PROBLEM DETAILS:
An exact copy of every entry is what's needed, so please transcribe them all.

Natural-language object grounding data
*** Begin section ***
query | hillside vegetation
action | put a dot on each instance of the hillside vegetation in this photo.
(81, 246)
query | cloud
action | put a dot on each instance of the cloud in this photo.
*** End section ***
RESPONSE BELOW:
query | hillside vegetation
action | put a dot on each instance of the hillside vegetation in this photo.
(81, 246)
query | cloud
action | put a dot on each instance of the cloud in this photo.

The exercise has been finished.